### BRIEF
List every line in the items below that contains the word "water".

########################################

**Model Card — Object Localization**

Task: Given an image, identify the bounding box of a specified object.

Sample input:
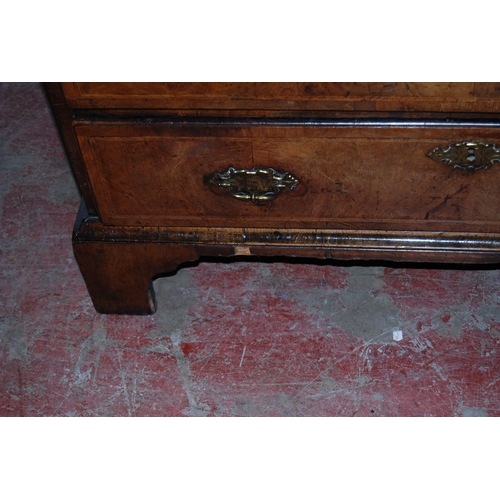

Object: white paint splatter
[392,330,403,341]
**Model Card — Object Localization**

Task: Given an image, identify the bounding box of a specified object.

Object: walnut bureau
[46,83,500,314]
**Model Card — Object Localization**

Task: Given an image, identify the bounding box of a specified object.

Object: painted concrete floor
[0,84,500,416]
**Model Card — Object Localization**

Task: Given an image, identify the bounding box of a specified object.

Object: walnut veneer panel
[62,83,500,113]
[76,124,500,232]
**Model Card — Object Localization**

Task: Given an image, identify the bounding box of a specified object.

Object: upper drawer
[75,122,500,232]
[62,83,500,113]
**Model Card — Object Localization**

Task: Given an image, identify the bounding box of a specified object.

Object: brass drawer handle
[208,167,300,203]
[427,141,500,172]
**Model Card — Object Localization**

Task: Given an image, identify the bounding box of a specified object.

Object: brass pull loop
[208,167,300,203]
[427,141,500,172]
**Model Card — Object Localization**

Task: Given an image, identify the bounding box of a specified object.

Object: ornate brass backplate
[208,167,300,203]
[427,141,500,172]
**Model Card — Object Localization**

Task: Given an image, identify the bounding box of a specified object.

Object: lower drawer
[75,121,500,233]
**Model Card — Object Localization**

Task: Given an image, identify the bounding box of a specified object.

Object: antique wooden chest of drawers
[46,83,500,314]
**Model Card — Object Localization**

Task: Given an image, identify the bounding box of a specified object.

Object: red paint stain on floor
[0,84,500,417]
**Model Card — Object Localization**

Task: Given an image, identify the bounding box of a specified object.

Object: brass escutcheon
[427,141,500,172]
[208,166,300,203]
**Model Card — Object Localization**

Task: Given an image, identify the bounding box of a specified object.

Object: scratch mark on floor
[240,346,247,368]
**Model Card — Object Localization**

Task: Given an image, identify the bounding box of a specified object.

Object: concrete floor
[0,84,500,416]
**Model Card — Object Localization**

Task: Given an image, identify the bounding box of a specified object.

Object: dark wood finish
[45,83,98,216]
[76,122,500,232]
[48,83,500,314]
[63,82,500,113]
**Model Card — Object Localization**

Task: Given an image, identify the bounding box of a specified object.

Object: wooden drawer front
[75,122,500,232]
[62,82,500,113]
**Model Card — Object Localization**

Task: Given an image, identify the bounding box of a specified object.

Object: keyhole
[467,148,476,161]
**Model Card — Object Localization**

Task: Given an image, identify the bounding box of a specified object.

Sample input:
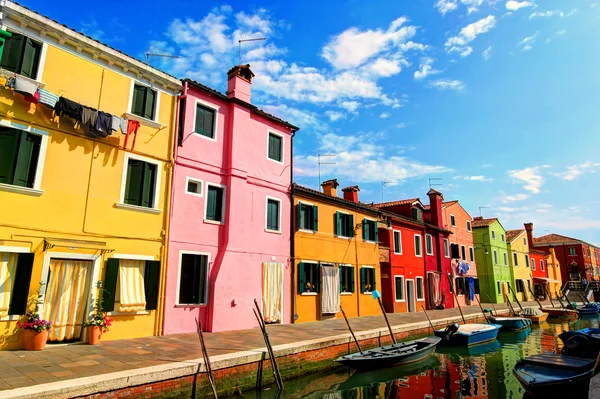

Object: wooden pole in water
[340,306,363,353]
[448,273,467,324]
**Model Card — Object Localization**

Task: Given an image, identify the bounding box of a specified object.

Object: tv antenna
[317,154,335,190]
[238,37,267,64]
[146,53,181,64]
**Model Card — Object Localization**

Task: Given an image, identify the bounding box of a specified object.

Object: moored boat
[336,337,441,370]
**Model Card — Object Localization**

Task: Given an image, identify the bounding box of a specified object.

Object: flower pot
[23,330,48,351]
[88,326,102,345]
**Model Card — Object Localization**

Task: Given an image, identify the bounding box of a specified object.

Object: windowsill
[125,112,162,129]
[0,183,44,197]
[115,202,162,215]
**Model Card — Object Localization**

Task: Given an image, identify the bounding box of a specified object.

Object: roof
[506,229,525,242]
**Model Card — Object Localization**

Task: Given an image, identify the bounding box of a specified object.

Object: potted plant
[83,281,112,345]
[17,283,52,351]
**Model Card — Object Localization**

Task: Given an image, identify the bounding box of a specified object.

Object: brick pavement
[0,302,548,397]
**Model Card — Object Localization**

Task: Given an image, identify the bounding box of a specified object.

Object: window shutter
[13,132,41,188]
[144,260,160,310]
[0,128,20,184]
[298,263,306,294]
[102,258,119,312]
[8,253,35,315]
[124,159,145,206]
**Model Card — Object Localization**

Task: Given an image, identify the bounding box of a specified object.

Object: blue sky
[22,0,600,244]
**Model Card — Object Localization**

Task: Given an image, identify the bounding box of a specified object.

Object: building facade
[292,183,387,322]
[164,69,298,334]
[0,1,181,349]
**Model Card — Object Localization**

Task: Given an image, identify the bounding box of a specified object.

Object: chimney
[342,186,360,204]
[321,179,339,197]
[427,188,444,228]
[226,64,254,104]
[523,222,533,249]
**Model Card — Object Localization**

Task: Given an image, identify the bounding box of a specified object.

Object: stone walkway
[0,302,548,397]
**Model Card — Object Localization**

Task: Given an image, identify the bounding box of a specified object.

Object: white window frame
[413,234,423,258]
[175,249,212,308]
[125,79,162,128]
[115,152,163,214]
[265,195,283,234]
[392,230,402,255]
[192,98,220,143]
[204,181,227,225]
[185,176,204,197]
[0,121,50,197]
[267,129,285,165]
[415,276,425,301]
[425,234,433,255]
[394,274,406,302]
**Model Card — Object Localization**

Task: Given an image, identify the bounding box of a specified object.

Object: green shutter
[298,263,306,294]
[0,128,20,184]
[125,159,145,206]
[8,253,35,315]
[144,260,160,310]
[102,258,119,312]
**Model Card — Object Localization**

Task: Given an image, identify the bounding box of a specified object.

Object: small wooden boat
[435,323,502,346]
[513,353,595,398]
[488,316,531,331]
[336,337,441,370]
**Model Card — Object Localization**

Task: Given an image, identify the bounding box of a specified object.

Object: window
[123,158,159,208]
[340,265,354,292]
[0,33,42,79]
[177,253,209,305]
[185,177,204,197]
[394,230,402,254]
[267,197,281,231]
[360,267,377,293]
[419,234,433,255]
[298,263,321,294]
[416,277,425,301]
[131,84,157,120]
[194,103,217,140]
[204,183,225,223]
[335,211,354,237]
[394,276,404,302]
[0,127,42,188]
[363,219,379,242]
[298,202,319,231]
[269,132,283,162]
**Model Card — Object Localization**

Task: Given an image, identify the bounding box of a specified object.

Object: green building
[472,216,514,303]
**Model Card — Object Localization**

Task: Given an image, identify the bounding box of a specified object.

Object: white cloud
[427,79,465,91]
[444,15,496,57]
[481,46,492,61]
[506,0,535,11]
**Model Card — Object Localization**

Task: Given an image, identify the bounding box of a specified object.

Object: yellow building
[0,1,181,349]
[293,180,387,322]
[506,229,533,301]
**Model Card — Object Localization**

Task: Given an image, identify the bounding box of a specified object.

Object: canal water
[244,318,600,399]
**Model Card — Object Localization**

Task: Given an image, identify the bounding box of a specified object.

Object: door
[262,262,284,323]
[406,280,417,312]
[42,259,93,342]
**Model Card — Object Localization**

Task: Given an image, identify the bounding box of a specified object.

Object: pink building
[163,65,298,334]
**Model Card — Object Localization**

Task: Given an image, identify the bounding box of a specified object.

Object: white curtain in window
[0,252,19,316]
[119,259,146,312]
[321,266,340,314]
[43,259,92,341]
[262,262,284,323]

########################################

### FINAL RESULT
Object: wooden pole in water
Object: canal water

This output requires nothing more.